● PROBLEM TO WORK ON: Locate each line of the data below that contains the word "handbag", and copy those lines out in full. Matching is case-sensitive.

[Records from a dataset]
--------

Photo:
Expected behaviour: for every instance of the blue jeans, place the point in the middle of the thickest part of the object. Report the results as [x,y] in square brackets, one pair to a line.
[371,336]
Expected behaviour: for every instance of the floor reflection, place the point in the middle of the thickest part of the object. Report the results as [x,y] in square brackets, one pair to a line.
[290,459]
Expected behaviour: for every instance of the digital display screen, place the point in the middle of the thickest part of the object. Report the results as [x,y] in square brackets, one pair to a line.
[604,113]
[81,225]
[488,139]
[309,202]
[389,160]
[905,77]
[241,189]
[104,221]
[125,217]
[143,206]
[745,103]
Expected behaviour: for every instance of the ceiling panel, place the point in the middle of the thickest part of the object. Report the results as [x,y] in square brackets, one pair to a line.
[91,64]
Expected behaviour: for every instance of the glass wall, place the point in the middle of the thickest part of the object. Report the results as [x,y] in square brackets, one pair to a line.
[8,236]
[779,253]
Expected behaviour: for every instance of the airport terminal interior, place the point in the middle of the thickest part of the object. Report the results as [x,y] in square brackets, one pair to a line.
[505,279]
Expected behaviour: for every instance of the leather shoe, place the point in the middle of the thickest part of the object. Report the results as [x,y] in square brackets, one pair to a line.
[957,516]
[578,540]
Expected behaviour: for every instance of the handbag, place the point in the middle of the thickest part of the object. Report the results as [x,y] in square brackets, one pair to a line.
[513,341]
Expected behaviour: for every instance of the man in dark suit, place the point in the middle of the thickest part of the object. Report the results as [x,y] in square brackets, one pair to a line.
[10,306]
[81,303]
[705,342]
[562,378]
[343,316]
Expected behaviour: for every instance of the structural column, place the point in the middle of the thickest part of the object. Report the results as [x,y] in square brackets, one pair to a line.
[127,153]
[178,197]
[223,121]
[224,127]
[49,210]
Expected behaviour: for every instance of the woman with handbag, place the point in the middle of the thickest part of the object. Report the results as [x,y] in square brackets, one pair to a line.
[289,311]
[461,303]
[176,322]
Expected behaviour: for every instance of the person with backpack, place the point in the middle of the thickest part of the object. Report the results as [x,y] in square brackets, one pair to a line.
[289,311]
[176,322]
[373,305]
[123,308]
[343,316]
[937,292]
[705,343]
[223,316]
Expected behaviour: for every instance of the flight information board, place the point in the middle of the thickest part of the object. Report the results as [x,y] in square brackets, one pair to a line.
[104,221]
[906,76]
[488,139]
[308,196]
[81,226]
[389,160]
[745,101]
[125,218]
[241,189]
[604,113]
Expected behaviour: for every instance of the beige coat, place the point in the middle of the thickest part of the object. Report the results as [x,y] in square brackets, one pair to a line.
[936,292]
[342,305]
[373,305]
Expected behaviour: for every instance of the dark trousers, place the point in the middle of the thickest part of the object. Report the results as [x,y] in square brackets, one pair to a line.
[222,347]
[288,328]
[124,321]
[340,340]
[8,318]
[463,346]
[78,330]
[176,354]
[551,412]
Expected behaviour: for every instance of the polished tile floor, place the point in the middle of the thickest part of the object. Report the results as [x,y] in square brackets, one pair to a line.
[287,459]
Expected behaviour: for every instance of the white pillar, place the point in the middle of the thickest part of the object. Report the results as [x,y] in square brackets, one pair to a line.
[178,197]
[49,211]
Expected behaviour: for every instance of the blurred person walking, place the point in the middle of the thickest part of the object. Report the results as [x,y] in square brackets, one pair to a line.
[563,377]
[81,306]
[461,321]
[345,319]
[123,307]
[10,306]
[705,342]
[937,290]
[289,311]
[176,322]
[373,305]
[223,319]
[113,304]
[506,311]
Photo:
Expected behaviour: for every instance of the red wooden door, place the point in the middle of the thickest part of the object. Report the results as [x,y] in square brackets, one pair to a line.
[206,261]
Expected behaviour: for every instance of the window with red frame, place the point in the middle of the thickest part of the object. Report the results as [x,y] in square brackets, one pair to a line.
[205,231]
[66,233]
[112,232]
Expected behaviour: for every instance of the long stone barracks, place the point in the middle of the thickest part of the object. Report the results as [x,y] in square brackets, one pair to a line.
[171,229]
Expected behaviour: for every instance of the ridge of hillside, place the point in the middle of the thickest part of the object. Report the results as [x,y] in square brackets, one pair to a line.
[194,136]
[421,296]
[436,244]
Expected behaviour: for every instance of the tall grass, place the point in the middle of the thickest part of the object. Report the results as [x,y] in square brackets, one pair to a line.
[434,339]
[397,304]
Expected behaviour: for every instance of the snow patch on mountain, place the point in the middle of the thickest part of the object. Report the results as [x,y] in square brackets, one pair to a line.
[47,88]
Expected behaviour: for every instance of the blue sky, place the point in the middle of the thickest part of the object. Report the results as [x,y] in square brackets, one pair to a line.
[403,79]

--------

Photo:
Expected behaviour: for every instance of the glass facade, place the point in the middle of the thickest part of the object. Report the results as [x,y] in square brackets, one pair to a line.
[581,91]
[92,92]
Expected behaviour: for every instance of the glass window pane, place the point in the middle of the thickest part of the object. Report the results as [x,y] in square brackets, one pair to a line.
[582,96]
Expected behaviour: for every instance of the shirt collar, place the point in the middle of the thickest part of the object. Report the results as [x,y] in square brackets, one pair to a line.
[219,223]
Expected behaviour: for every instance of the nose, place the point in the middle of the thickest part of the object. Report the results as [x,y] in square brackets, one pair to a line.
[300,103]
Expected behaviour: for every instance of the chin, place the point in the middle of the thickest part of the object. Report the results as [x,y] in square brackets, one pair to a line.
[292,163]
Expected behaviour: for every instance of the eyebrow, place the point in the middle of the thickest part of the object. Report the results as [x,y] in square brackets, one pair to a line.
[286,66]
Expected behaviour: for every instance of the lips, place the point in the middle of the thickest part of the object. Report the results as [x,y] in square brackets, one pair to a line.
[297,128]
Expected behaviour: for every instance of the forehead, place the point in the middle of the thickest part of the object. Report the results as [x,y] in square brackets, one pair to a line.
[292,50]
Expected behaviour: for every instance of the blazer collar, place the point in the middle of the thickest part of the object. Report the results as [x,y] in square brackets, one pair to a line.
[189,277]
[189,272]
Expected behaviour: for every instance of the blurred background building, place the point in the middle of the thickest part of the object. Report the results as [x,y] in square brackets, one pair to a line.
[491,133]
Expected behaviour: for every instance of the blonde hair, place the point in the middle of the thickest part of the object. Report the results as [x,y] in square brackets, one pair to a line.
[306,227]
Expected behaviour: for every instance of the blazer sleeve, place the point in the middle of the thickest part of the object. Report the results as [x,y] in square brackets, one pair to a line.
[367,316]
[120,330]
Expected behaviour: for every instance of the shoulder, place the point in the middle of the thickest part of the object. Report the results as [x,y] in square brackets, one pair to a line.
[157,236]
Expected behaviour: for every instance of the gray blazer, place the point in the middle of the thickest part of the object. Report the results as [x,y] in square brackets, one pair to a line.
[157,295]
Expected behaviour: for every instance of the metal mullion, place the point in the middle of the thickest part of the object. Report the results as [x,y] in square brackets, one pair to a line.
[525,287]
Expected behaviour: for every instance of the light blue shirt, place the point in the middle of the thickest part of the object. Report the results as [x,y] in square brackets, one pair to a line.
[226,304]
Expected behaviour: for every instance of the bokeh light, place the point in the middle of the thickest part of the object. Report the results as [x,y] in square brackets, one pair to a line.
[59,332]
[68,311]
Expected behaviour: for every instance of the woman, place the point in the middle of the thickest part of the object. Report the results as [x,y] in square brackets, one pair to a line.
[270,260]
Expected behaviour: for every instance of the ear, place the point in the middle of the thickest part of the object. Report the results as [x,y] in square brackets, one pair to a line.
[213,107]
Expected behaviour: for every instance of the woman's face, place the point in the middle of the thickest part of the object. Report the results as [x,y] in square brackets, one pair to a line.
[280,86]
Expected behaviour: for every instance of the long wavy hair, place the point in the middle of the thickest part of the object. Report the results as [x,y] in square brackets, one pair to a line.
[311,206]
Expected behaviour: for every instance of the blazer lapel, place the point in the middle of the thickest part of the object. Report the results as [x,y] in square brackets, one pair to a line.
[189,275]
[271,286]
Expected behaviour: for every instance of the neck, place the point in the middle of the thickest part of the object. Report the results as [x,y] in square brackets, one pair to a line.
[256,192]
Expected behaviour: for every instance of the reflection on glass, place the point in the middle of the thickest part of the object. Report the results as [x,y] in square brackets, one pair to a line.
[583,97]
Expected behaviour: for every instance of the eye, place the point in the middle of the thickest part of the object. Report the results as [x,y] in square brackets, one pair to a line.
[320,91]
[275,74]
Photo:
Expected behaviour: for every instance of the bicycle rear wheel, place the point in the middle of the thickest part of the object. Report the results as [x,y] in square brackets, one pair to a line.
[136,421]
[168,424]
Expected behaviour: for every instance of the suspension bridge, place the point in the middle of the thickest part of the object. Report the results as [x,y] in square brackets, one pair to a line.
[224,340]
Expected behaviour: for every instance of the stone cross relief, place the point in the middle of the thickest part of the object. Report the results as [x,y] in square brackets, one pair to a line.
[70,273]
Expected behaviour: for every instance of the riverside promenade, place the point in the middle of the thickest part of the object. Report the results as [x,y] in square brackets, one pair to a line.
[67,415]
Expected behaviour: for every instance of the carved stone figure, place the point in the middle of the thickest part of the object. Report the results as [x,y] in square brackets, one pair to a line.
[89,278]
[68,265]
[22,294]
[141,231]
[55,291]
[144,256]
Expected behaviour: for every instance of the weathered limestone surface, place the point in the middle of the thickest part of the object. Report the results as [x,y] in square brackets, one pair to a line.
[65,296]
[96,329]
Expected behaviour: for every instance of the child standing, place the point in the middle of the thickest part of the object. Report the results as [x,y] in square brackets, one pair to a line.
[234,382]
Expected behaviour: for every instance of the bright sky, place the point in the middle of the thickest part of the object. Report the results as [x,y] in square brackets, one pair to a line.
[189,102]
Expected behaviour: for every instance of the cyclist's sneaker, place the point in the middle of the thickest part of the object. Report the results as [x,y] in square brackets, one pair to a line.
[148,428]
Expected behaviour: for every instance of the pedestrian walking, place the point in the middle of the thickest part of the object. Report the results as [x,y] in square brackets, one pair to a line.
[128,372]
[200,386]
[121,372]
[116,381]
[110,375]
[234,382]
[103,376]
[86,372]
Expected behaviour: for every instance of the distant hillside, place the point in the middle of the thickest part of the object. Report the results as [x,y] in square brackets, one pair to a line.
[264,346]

--------

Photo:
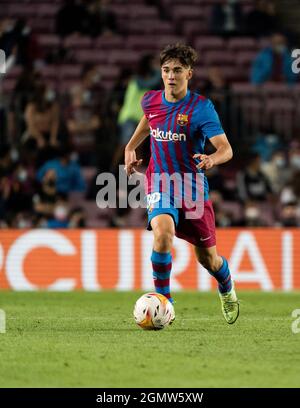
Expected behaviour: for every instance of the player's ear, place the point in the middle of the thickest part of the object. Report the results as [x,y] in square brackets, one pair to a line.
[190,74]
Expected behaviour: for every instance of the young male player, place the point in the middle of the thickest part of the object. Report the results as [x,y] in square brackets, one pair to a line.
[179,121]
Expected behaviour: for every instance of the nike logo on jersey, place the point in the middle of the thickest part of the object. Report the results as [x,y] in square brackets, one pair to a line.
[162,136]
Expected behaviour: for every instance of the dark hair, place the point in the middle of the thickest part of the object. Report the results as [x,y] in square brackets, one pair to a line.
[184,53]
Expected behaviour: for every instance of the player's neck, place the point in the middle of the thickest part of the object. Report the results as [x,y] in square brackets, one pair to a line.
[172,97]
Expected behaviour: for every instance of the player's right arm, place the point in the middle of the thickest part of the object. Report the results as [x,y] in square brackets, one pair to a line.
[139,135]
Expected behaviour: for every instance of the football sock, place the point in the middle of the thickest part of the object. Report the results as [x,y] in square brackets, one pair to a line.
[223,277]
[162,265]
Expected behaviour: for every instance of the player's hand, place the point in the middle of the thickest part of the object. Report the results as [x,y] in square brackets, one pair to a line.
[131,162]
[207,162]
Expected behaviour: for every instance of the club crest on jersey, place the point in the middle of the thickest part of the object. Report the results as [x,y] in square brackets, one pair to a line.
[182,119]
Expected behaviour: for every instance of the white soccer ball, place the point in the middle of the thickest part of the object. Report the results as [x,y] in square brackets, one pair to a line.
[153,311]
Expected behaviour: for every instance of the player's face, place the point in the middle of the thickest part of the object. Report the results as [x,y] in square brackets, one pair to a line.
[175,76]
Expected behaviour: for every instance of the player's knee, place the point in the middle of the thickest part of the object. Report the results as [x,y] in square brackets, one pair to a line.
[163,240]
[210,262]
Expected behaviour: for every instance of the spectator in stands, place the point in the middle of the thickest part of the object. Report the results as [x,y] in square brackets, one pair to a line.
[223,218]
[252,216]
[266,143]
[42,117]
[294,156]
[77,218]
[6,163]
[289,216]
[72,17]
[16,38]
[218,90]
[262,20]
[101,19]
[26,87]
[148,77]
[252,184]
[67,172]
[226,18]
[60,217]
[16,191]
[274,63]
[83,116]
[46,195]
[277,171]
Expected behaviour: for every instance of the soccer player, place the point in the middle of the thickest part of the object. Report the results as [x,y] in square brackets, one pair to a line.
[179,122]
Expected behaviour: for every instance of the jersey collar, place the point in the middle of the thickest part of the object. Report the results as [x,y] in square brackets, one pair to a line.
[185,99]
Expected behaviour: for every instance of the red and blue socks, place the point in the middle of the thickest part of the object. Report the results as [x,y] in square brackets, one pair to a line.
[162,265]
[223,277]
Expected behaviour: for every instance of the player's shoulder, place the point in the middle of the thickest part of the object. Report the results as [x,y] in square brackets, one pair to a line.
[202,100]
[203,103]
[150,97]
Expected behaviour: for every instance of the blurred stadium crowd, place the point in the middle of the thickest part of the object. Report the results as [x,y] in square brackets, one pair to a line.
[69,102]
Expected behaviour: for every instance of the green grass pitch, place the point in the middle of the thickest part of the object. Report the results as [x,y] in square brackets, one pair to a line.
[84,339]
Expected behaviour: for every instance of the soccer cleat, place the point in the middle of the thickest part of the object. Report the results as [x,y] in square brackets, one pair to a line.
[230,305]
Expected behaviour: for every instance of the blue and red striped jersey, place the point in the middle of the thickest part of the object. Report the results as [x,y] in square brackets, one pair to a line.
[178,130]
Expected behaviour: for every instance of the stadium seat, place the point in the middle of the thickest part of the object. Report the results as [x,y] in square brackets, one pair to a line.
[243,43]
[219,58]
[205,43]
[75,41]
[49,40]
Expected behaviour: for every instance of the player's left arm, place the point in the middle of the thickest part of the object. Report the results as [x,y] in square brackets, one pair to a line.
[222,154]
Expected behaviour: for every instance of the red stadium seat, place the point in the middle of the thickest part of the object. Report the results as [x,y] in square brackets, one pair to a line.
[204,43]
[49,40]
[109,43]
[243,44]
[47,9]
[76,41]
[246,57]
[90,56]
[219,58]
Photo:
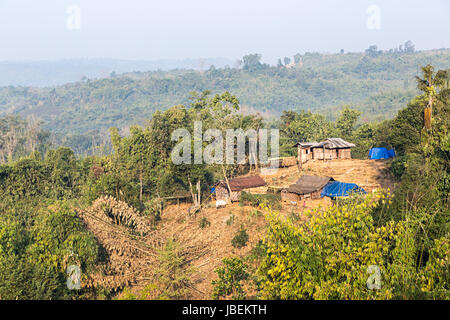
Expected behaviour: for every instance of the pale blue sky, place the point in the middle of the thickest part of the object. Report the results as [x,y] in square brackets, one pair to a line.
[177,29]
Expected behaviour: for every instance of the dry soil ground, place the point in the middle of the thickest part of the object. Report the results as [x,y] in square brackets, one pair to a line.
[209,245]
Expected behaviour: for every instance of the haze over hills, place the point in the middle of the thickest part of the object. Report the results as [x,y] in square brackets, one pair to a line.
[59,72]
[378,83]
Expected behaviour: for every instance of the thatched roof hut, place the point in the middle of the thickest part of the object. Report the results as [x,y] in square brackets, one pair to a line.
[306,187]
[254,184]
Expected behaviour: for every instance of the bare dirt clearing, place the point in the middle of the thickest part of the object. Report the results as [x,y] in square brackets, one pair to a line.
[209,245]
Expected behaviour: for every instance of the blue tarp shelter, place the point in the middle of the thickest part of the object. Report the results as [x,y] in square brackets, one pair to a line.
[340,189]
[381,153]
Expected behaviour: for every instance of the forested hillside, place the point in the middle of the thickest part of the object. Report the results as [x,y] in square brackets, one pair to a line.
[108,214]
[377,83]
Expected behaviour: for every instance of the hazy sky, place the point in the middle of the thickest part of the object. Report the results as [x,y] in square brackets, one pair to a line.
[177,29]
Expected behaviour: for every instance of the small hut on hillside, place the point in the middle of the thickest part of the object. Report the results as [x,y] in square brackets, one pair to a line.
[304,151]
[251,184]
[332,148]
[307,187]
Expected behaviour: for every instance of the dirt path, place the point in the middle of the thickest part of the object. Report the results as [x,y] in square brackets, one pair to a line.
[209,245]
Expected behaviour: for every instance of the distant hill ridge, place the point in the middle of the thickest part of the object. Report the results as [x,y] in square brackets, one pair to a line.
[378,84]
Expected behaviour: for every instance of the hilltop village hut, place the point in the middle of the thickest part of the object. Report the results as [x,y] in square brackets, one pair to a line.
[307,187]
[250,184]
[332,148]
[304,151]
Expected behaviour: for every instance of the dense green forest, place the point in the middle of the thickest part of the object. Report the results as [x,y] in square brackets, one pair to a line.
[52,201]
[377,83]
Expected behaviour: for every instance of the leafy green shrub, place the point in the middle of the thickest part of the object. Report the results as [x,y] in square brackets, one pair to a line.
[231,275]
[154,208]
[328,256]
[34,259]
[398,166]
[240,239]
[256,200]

--------

● RESPONSE BELOW:
Expected behaviour: for every instance of the handbag, place the point in the middle of the thickest part of the object. Report the results as [x,y] in square brackets, one pair to a line.
Expected behaviour: for every instance of the woman with handbag, place the point in the middle of the thickest part of the object. Report the results as [x,y] in square brackets, one pair to a line.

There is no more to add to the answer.